DIRECTIONS FOR THIS TASK = Carry the passage on drying vegetables further, starting right after its final sentence.

SOURCE TEXT =
========
After we had eaten, we drove up into the mountains where Filiz – a great friend and my guru on all culinary matters in Gaziantep – had been to visit families who had moved their sheep to graze and who made cheese with their milk. The mountains were bare, rocky and starkly beautiful, and the encampment when we came upon it was almost biblical: no vehicle in sight, just a couple of donkeys and a horse, with children running around. The scene appeared timeless, until we got closer, that is, and saw the plastic sheeting covering the walls of the tents. All the adults were toothless but this did not stop them from smiling broadly as they invited us to sit on the stone benches they had built outside their tents. After the customary greetings and exchange of niceties, we followed one of the women into the tent, where she was making cheese. She had already shaped one batch into small squares and was putting it to soak in brine. Everything was incredibly primitive. No electricity, no running water, and no gas fire – nothing that could indicate that the year was 2010. It reminded me of my early years in Mashta el-Helou when my aunt had no electricity or running water, but our life in her stone house was luxurious in comparison!
They must have had a television back in their permanent home because while we were sitting with the women, drinking tea and eating cheese, I watched one of the young and rather beautiful teenage girls get on the horse and start brandishing a toy gun, which she proceeded to shoot at her siblings and cousins as if she were a heroine in a Western. She even pretended to shoot the horse! It was a magical afternoon and all the more unexpected given how close we were to the city.
The families also had vegetables drying in the sun, more or less the way my aunt and mother had theirs. But their vegetables were nowhere near as pretty as those we saw the following day driving to another small town. On one side of the road, a young couple was stringing cored aubergines, courgettes and peppers on long cotton strings that they then suspended on a triangular structure. They had hung row upon row until they’d filled the entire frame, creating the most glorious pyramid of different shades of purple, green and yellow. As we drew closer, we saw that they had also filled the inside of the frame; laying sheets on the ground where they had spread diced aubergines to dry – to be used in a lovely risotto-like dish made with either rice or coarse burghul.
All this said, you can actually dry your own vegetables at home, in your own kitchen – you don’t need a sunny Levantine terrace, roof or field. You can dry vegetables either using a food dehydrator – they are fairly reasonable to buy – or simply in the oven, preheated to the lowest setting. Lay the vegetables on non-corrosive trays and place them in the oven, switching the trays every 30 minutes so that the vegetables dry evenly. You will need to keep an eye on them towards the end to make sure they don’t scorch. It is better to turn off the oven a little before they are completely dry and let the vegetables continue drying in the cooling oven than to risk spoiling the batch. To cook with the dried vegetables, first soak them in water until they are rehydrated, then use as you would fresh vegetables.
Here is how to prepare various kinds of vegetables for drying:
AUBERGINES AND COURGETTES
Cut the tops off and core the vegetables using a narrow apple corer or special corer that you can buy in Lebanese shops, leaving a shell that is just a few millimetres thick.
PEPPERS
I suggest you dry only red or yellow peppers as the green ones don’t have a nice colour when they are dried. Cut the tops off and remove the seeds and as much of the white ribs inside as you can without piercing the peppers or misshaping them.
========
(Items in a dataset)
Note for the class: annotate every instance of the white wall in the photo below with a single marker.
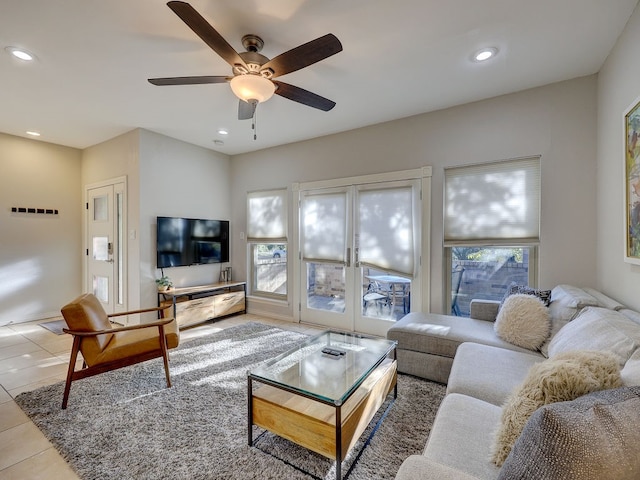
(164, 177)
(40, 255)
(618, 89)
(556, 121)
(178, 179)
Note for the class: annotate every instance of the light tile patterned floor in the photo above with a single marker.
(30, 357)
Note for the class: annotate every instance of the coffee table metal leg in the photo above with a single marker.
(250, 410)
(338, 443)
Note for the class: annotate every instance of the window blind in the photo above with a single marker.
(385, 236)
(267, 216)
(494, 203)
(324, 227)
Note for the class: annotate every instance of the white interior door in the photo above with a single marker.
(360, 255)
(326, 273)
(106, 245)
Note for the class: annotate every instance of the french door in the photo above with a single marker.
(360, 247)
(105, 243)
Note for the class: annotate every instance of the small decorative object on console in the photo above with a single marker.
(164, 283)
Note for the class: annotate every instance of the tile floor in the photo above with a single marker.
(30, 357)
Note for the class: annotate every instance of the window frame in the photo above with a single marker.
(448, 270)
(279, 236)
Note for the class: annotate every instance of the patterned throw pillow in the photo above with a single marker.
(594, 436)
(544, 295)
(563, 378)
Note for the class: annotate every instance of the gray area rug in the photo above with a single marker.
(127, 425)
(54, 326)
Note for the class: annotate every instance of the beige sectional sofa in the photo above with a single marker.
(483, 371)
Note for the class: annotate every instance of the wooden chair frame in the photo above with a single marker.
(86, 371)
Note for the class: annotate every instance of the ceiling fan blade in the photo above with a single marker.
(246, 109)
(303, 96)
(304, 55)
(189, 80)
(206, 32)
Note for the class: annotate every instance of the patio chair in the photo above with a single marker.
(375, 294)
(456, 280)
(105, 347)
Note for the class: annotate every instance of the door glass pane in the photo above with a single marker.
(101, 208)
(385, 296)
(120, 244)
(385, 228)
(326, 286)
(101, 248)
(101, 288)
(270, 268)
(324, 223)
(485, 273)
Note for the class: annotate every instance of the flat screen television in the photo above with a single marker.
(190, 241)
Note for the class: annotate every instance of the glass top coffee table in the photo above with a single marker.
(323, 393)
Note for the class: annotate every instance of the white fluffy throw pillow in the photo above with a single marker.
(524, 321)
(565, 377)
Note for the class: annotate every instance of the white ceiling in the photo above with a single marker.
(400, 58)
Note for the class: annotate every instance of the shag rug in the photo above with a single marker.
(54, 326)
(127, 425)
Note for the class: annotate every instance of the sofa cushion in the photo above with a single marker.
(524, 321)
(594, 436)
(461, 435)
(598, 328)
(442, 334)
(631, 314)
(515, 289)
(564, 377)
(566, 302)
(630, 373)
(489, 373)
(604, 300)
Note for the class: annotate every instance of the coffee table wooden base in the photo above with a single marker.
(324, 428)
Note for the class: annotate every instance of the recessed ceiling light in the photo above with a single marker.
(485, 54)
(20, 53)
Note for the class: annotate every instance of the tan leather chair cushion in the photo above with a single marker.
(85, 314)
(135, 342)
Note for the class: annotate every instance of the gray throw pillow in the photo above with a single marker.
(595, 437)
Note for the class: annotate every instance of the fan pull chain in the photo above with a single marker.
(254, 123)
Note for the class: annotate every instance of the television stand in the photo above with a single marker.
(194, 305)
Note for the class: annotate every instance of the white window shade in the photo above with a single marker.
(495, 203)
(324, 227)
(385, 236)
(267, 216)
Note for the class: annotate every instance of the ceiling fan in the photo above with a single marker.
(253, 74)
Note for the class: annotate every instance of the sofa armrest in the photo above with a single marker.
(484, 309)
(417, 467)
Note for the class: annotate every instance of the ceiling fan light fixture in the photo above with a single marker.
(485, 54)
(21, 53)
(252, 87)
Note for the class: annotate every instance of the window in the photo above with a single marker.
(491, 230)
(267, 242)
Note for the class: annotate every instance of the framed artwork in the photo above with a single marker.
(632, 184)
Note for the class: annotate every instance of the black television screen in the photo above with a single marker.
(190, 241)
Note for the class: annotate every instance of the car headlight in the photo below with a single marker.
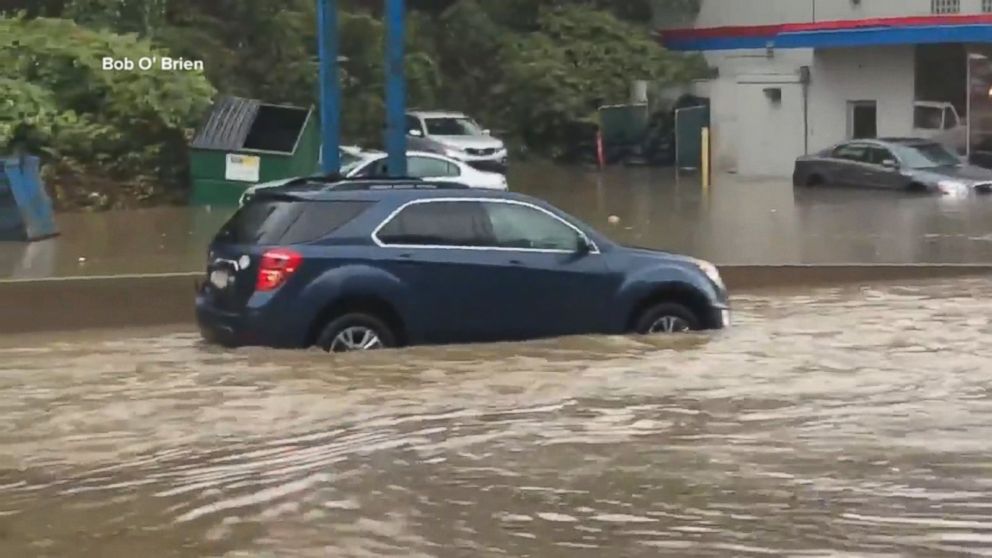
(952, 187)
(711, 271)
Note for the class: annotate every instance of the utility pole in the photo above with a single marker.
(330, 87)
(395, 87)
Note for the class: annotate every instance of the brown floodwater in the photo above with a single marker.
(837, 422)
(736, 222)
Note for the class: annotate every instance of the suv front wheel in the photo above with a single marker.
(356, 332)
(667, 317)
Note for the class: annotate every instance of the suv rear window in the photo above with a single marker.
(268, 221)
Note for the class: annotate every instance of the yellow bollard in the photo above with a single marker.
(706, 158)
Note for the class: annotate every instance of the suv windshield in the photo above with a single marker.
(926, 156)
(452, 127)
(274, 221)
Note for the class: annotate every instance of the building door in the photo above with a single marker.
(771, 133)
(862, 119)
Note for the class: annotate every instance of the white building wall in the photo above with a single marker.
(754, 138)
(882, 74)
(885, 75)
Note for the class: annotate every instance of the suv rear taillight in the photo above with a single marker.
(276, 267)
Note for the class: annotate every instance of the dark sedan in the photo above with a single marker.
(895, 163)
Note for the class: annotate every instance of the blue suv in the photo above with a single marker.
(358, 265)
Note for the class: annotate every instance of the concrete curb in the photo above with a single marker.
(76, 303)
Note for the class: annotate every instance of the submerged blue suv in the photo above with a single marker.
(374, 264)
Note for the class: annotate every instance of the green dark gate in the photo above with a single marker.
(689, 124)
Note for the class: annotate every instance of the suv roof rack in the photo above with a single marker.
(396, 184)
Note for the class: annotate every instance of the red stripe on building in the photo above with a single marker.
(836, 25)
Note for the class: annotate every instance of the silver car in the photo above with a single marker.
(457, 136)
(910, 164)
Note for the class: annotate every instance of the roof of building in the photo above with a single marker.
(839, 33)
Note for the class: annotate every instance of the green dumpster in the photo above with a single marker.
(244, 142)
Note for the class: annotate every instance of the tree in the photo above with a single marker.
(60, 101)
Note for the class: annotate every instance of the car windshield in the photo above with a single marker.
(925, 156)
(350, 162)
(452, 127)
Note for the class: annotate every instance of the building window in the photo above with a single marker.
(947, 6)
========
TASK RESULT =
OKRA
Use a very sharp knife to peel the top off, leaving a smooth pointed end.
GREEN BEANS
These need to be topped and tailed and stringed if the strings are tough. You can leave them whole or cut them into 5–6cm (2–2½in) pieces.
BUTTER, CANNELLINI OR OTHER BEANS
These are left to dry on the plant then spread on straw trays outdoors to dry further.
HERBS
Bunch these up and hang upside down somewhere dry. They will take quite a while to dry completely, about two weeks at least. I only dry mint, which is used extensively both as an ingredient and as a garnish, but you can dry basil or thyme (specifically Thymus vulgaris) to make your own za’tar. Or you can spread the herbs on sheets or straw trays. In either case, they need to be kept away from the sun in order to retain their colour.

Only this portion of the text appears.